◆ **Exercise details**
Rewrite the rows below, replacing every "pixel coordinates" with "x,y coordinates" and leaving everything else unchanged. Leave the pictures out of your answer.

==== Material supplied

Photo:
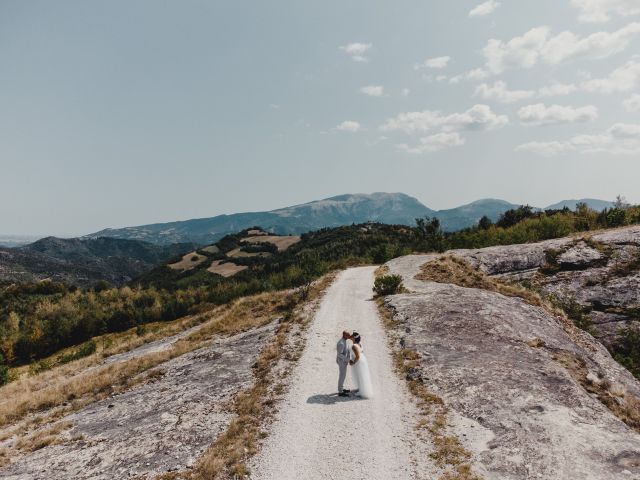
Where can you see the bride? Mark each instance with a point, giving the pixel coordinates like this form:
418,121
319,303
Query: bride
360,368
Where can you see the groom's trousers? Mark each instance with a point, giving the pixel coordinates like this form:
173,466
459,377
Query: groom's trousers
342,375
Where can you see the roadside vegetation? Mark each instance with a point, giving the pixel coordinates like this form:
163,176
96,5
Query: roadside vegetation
448,452
37,320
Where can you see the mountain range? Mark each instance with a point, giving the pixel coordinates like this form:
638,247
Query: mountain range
83,262
391,208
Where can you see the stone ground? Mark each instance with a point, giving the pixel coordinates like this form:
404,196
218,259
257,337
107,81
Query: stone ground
318,435
515,407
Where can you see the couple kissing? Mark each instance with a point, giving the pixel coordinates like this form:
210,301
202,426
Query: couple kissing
350,352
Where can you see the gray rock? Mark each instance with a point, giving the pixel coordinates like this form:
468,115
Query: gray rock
515,407
156,427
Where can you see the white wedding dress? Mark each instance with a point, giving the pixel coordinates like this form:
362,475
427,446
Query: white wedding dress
361,375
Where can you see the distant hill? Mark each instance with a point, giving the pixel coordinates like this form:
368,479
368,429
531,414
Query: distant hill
83,262
594,203
468,215
389,208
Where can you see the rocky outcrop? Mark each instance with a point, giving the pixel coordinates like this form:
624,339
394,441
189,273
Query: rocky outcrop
529,396
160,426
598,271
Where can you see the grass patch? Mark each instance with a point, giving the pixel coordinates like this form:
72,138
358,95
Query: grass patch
83,388
450,269
254,407
448,453
43,438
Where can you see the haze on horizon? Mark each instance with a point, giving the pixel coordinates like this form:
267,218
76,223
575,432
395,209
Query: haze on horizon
127,113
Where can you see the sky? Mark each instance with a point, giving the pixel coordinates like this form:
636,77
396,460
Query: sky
133,112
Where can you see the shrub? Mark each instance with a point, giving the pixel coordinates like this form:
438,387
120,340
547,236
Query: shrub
86,349
4,371
387,285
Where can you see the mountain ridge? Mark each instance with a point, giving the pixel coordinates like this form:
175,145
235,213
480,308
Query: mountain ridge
345,209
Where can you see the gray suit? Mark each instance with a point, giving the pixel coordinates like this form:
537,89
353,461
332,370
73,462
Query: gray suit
342,359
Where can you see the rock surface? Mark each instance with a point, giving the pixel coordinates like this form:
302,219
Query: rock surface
517,408
160,426
599,271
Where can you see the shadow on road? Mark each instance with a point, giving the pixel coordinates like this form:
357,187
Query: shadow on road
330,398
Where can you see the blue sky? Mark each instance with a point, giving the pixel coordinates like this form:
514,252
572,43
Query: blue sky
130,112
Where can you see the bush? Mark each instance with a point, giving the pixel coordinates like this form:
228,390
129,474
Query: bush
4,371
387,285
86,349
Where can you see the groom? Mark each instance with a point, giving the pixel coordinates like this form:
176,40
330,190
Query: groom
342,358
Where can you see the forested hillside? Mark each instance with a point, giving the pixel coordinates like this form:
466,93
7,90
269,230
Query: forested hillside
38,319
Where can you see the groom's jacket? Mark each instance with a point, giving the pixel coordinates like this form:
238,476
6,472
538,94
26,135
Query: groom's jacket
344,352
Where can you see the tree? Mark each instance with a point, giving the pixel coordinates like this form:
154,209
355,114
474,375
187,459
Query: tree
431,232
621,203
485,223
515,215
4,371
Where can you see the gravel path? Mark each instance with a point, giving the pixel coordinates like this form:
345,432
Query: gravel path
319,435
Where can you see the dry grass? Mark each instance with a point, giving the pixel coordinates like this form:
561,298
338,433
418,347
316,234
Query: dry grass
238,253
226,269
282,242
255,406
189,261
456,271
107,345
43,438
448,453
62,394
450,269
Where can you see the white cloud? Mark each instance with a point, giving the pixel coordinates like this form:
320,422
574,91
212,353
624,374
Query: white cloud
546,149
624,130
484,8
437,63
538,45
476,74
623,79
348,126
500,93
478,117
597,11
632,104
557,90
540,114
434,143
620,139
373,90
357,51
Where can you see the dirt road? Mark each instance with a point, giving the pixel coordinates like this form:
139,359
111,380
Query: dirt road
319,435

========

◆ **Solution to this problem**
Photo:
Where can you see the bride? Mark each instance with a point, giving the x,y coordinates like this form:
418,121
319,303
Query: bride
360,368
Where can you see the groom's trousers? Mark each instance with a point, giving the x,y coordinates like this form:
173,466
459,377
Query: groom's trousers
342,375
Where can you see the roadside vegetation? Mark each instance with a point, giving the x,y coordinates like this form:
163,176
96,5
Query: roadside vegetation
448,452
37,320
Where can you see the mountain range? Mark each instance with a point, giving the x,y coordinates like this form:
638,247
Query: mountain range
83,262
391,208
Where can you see the stone ground? Mark each instance with a point, giving the x,y coordinates like this form:
404,196
218,259
257,337
107,81
Query: stone ground
318,435
515,407
Where can you see the couple kissing? Mark each instance with a point, giving the x,y coordinates like this form:
210,301
202,426
Query: couple kissing
350,352
Where can you see the gray rock? Mark each instance with a point, giving the x,y coordinates like this form:
468,115
Query: gray rock
515,407
156,427
Where can you see the white wedding dress? Mark each instance with a point, giving the x,y coordinates like this form:
362,475
427,446
Query: white wedding dress
361,375
Where can you see the distant hill? Mark each instance with a point, giving the x,y coordinates like this form:
368,479
368,429
531,414
Query: distant hill
83,262
594,203
468,215
389,208
Where can you see the rocky outcrop? Mark each instance with a point, giving the x,y coordinates like this form:
624,339
394,441
189,273
Query: rocky outcrop
529,396
160,426
598,271
Where can you see the grass patch? Mark each instance with a point, giving the x,y coordinates like this form:
72,138
358,95
Query: grass patch
83,388
450,269
254,407
448,453
43,438
Where can you see the haze on horizon? Mark each instance with a point, giving the x,y coordinates like this form:
267,218
76,223
575,432
395,209
Query: haze on horizon
127,113
Where can you see the sky? Mark each instance with a point, giving the x,y coordinates like this form:
636,77
396,460
Query: sky
133,112
Where can you see the shrub? Mark each instance with a point, giving the x,y coordinates like this form:
438,387
120,340
547,236
Query: shrub
86,349
4,371
387,285
Where can you see the mountain ridge? Mark each instance with a point, giving the x,y coordinates like this form:
175,145
235,213
480,308
Query: mountain ridge
345,209
Where can you see the gray suit? Mark each instance with a point, giving the x,y coordinates like this form:
537,89
353,461
332,370
73,462
Query: gray suit
342,359
Where can you see the rock surface? Mark each instance with a point, giving the x,y coordinates like this form:
302,219
Query: rock surface
517,408
160,426
599,271
Where can you see the shadow on road? Mark each instance with a point, giving the x,y coordinates like this form:
357,187
Query: shadow on road
330,398
Where can you see the blue sky? Mark each instance with a point, giving the x,y coordinates like this form:
514,252
572,43
Query: blue sky
130,112
Where can you see the bush? Mark each instance with a point, giving the x,y coordinates like this form:
228,390
129,474
Query: bush
4,371
387,285
86,349
Where can you see the groom? Mark each instance with a point, giving the x,y coordinates like this form:
176,40
330,190
Query: groom
342,358
Where can you see the forested hillside? Mark each instance with a point, giving the x,y coordinates like this form:
466,93
7,90
269,230
Query: forested hillside
38,319
Where can you see the groom's jacket? Mark each instance with a point, giving the x,y coordinates like this form:
238,476
6,472
538,94
26,135
Query: groom's jacket
344,352
Where can you see the tree? Mark each instance with a point, giving the x,y coordinates like this form:
154,209
355,114
474,375
187,459
Query: tree
431,232
621,203
485,223
515,215
4,371
Where can you see the gravel path? Mark each instance with a point, giving the x,y coordinates like this form:
345,432
Query: gravel path
319,435
Where can you see the dry grass? Mark each instance with a point, giving the x,y coordinates like this form:
561,298
338,433
418,347
316,234
Query: dry grass
238,253
226,269
282,242
255,406
189,261
456,271
107,345
43,438
448,453
62,394
450,269
Where can you see the white cloud? Mark each instance with a point, giving the x,y coordinates like this form:
320,422
574,91
212,353
624,374
Query: white cloud
546,149
624,130
484,8
437,63
538,45
476,74
623,79
348,126
500,93
478,117
597,11
632,104
557,90
540,114
434,143
620,139
373,90
357,51
Where can you see the dirt road? Mark each instance with a point, giving the x,y coordinates like this form:
139,359
111,380
Query: dirt road
319,435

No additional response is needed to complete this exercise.